╔══

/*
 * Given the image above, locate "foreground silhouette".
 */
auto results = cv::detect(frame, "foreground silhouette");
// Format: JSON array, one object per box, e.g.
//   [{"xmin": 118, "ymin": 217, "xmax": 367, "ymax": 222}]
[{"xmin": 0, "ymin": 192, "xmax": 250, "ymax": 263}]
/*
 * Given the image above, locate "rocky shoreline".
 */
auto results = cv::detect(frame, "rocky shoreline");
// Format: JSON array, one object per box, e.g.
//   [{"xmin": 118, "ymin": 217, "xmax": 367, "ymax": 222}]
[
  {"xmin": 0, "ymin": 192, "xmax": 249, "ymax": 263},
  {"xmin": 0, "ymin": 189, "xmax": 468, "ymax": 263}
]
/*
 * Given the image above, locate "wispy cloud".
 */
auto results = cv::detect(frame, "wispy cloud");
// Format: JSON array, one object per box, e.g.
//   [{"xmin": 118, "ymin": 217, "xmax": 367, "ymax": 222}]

╚══

* EXERCISE AIM *
Write out all of the material above again, swapping every "results" for "detections" and keeping everything else the same.

* SOLUTION FOR THIS PROBLEM *
/*
 * Given the image above, locate "foreground silhouette".
 */
auto detections = cv::detect(frame, "foreground silhouette");
// Format: JSON array, one object per box, e.g.
//   [{"xmin": 118, "ymin": 217, "xmax": 367, "ymax": 222}]
[{"xmin": 0, "ymin": 192, "xmax": 250, "ymax": 263}]
/*
 * Given the image above, locate "rocky shoreline".
 */
auto detections = cv::detect(frame, "rocky shoreline");
// Format: JSON array, one object per box, e.g.
//   [{"xmin": 118, "ymin": 217, "xmax": 367, "ymax": 222}]
[
  {"xmin": 0, "ymin": 192, "xmax": 249, "ymax": 263},
  {"xmin": 0, "ymin": 189, "xmax": 468, "ymax": 263}
]
/*
 * Given the image above, locate "wispy cloud".
 */
auto detections = cv::detect(frame, "wispy cloud");
// Format: JSON array, one object per box, e.g.
//   [{"xmin": 118, "ymin": 217, "xmax": 367, "ymax": 222}]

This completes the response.